* _TEXTO DE ORIGEM_:
--

Na altura, os pais de Otília apenas receberam um telegrama a dizer que o filho tinha morrido, perto de Nambuangongo, num acidente envolvendo uma viatura militar — “Muito simples e frio. Ponto final”, conta Otília Gonçalves. “Se quisessem o filho morto, tinham de pagar. Era impossível. Tinham de vender a casa e as terras, claro que não dava.”

De 1961 a 1967 o Estado português só pagava a ida e o regresso aos militares vivos, não o dos mortos. Quem queria trazer os seus familiares tinha de pagar e quanto mais longe morria o militar mais caro: a trasladação de corpos de Angola custava à família 10 mil escudos (o que equivaleria a cerca de 4000 euros aos preços de hoje); trazer um corpo de Moçambique era ainda mais caro, 12 mil escudos; da Guiné, ficava um pouco mais barato, 7500 escudos, lembra o livro de Aniceto Afonso e Carlos Matos Gomes, Os Anos da Guerra Colonial 1961 — 1975 (QuidNovi).

--

* _LISTAGEM DE ENTRADA_:
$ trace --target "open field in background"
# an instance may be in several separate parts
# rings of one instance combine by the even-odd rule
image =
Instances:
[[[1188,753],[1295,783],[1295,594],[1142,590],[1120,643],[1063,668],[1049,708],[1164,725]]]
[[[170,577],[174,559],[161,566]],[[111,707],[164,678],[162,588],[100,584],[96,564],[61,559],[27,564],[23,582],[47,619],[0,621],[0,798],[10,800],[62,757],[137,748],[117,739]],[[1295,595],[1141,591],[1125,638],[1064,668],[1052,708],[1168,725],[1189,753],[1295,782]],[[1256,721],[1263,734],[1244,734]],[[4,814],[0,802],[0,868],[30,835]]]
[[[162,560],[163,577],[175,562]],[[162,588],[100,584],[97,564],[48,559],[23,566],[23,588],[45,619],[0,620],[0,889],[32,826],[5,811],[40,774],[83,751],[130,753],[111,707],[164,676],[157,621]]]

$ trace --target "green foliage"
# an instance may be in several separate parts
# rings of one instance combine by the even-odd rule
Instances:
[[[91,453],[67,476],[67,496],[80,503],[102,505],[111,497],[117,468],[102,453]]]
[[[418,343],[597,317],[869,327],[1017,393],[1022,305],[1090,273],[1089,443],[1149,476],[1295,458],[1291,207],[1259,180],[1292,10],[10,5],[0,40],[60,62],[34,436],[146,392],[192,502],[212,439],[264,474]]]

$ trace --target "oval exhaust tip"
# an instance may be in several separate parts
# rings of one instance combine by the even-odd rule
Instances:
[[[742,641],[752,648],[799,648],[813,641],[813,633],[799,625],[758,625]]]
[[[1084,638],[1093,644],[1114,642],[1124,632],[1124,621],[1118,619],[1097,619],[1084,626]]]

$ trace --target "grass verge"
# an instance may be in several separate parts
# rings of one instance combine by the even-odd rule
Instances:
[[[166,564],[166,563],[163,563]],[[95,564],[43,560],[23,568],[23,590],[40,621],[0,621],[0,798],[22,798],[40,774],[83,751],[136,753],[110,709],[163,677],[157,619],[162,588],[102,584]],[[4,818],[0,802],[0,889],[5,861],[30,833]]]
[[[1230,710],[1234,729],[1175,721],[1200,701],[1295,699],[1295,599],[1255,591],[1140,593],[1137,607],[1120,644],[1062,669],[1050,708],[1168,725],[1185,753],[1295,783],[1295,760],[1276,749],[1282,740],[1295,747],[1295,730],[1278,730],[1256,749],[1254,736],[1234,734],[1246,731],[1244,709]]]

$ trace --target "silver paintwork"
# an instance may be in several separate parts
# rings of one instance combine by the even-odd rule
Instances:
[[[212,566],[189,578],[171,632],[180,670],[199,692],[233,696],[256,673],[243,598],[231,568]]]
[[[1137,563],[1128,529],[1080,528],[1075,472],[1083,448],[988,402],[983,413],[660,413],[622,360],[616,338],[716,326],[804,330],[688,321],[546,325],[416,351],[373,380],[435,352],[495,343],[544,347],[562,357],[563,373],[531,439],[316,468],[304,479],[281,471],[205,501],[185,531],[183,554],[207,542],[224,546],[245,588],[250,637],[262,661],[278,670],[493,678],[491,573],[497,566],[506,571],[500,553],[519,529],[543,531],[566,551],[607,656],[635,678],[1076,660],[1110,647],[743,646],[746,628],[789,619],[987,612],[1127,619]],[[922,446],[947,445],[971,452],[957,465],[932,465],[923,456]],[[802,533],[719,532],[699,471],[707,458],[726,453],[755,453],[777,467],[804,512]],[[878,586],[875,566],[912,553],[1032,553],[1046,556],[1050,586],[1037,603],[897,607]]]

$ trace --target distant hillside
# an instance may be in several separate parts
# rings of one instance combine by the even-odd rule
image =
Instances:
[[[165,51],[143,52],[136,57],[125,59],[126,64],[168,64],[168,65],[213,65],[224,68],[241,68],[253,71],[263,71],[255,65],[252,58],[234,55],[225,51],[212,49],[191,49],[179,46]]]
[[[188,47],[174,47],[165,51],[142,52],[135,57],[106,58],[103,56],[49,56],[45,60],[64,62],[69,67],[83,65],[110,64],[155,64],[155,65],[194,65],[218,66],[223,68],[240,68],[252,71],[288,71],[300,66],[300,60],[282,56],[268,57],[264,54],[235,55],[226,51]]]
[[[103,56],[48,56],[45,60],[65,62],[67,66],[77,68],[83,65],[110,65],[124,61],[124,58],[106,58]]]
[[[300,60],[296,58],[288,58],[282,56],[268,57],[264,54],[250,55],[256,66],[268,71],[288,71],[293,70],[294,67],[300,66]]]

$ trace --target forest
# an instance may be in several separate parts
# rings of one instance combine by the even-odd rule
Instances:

--

* _TAREFA A_:
De acordo com o texto de origem, quanto custava a uma família trazer o corpo de um militar morto em Moçambique?
* _TAREFA B_:
Localize na listagem todas as linhas que contêm a palavra "trace" e copie-as. A distinção entre maiúsculas e minúsculas conta.

* _RESPOSTA COMPLETA A_:
Custava 12 mil escudos.

* _RESPOSTA COMPLETA B_:
$ trace --target "open field in background"
$ trace --target "green foliage"
$ trace --target "oval exhaust tip"
$ trace --target "grass verge"
$ trace --target "silver paintwork"
$ trace --target distant hillside
$ trace --target forest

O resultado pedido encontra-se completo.